DIRECTIONS FOR THIS TASK » Write out each entry once more so that it matches the original exactly.

Top of RECORDS FOR THE TASK

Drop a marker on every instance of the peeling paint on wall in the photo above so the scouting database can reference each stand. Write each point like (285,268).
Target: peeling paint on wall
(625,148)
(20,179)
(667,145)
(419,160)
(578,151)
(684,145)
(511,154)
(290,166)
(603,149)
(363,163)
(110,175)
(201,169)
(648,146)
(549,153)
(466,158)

Bottom of RECORDS FOR THE TASK

ANSWER BOX »
Drop a marker on every instance of the peeling paint on wall in the photo above so the scouting database can reference each stand. Write each point like (285,268).
Target: peeling paint on wall
(625,148)
(20,179)
(667,145)
(419,160)
(578,151)
(684,145)
(511,154)
(290,166)
(603,149)
(363,163)
(110,175)
(201,169)
(648,146)
(549,153)
(466,158)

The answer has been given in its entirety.